#### TASKS TO COMPLETE
**1.** Please list the four sensational subjects that the post on Sophocles says can be used to tease people into discussing big questions.
**2.** Pick up the post on Sophocles and civic virtue after its last sentence and keep writing it.

#### DOCUMENT
________
Few authors have grappled with Big Questions™ via deliciously salacious material better than Sophocles. Want to get people talking about conflicts between secular & religious obligations, fate, and civic virtue? Tease them with incest, patricide, live burial, and self-mutilation.
The West Was Written blogger has an interesting analysis of the civic virtue angle as presented in Antigone:
Once the confetti is swept up, the real test of governing begins. This is when King Creon’s admonishment [to be skeptical of our leaders' self-advertisements] becomes important. WE MUST WATCH OUR RULERS – and this is daunting because there are so very many of them these days. Where to begin? Begin with the understanding that this duty is not exciting. That it requires sacrifice and boring conversations on multiple occasions with people your delicate feelings would rather avoid…
Why all of that watching? Politicians never EVER say what they really mean. It takes multiple times listening to their speeches and interviews (or better yet being in the room with one by going to boring government meetings) to really get a sense of what they’re actually saying.
The conflict between what’s important and what’s exciting is clearest in politics. It’s why the Cordoba House mosque attracts more attention than the Financial Reform Bill, and why Sarah Palin has more than 2,000,000 followers on Facebook, while Paul Ryan has fewer than 6,000. Government’s most important functions are rarely sexy, which is why it’s necessary to keep a close, weary eye on it and the people who run it.
________
#### STORED DATA
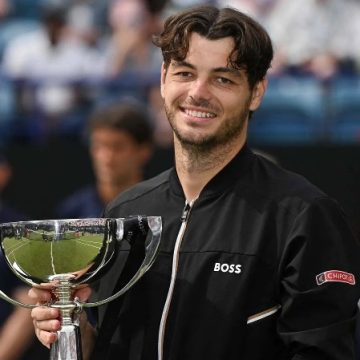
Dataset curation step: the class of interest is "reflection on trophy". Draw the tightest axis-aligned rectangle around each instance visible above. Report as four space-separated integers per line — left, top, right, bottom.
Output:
0 216 162 360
________
#### EXERCISE ANSWERS
**1.** Incest, patricide, live burial, and self-mutilation.

**2.**
But we should apply our skepticism means as well as the proper goals and purpose of government. Keeping politicians and bureaucrats honest is essential to liberty, but only if we are equally vigilant about keeping them on task.
And what is that task? Ask George W. Bush, and it’s to end tyranny on Earth, among other things. According to Barack Obama, it’s to restore science, help people achieve a decent wage and comfortable retirement, and — famously — slow rise of the oceans and heal the planet. God only knows what they’ll be saying in 2012.
We didn’t always speak this way. Washington’s Farewell Address is usually remembered for its warnings against foreign alliances and factionalism, but those are less relevant to us than this section:
I shall carry it [my gratitude to you] with me to my grave, as a strong incitement to unceasing vows that heaven may continue to you the choicest tokens of its beneficence; that your union and brotherly affection may be perpetual; that the free Constitution, which is the work of your hands, may be sacredly maintained; that its administration in every department may be stamped with wisdom and virtue; that, in fine, the happiness of the people of these States, under the auspices of liberty, may be made complete by so careful a preservation and so prudent a use of this blessing as will acquire to them the glory of recommending it to the applause, the affection, and adoption of every nation which is yet a stranger to it.
…The unity of government which constitutes you one people is also now dear to you. It is justly so, for it is a main pillar in the edifice of your real independence, the support of your tranquility at home, your peace abroad; of your safety; of your prosperity; of that very liberty which you so highly prize.
Even with the 18th century flourishes, it’s amazing how modest the old man’s expectations were both for and about the government he had lead for 15 of the last 20 years. Washington offered no mission or crusade to change the world, only the hope that he had maintained the country’s institutions so Americans could follow their own pursuits in life, society, and business. He didn’t offer his fellow citizens meaning from the government because — in his estimation — it has none to offer. Indeed, the Farewell reads more like a letter from a retiring CEO to his shareholders than that of the nation’s first Head of State.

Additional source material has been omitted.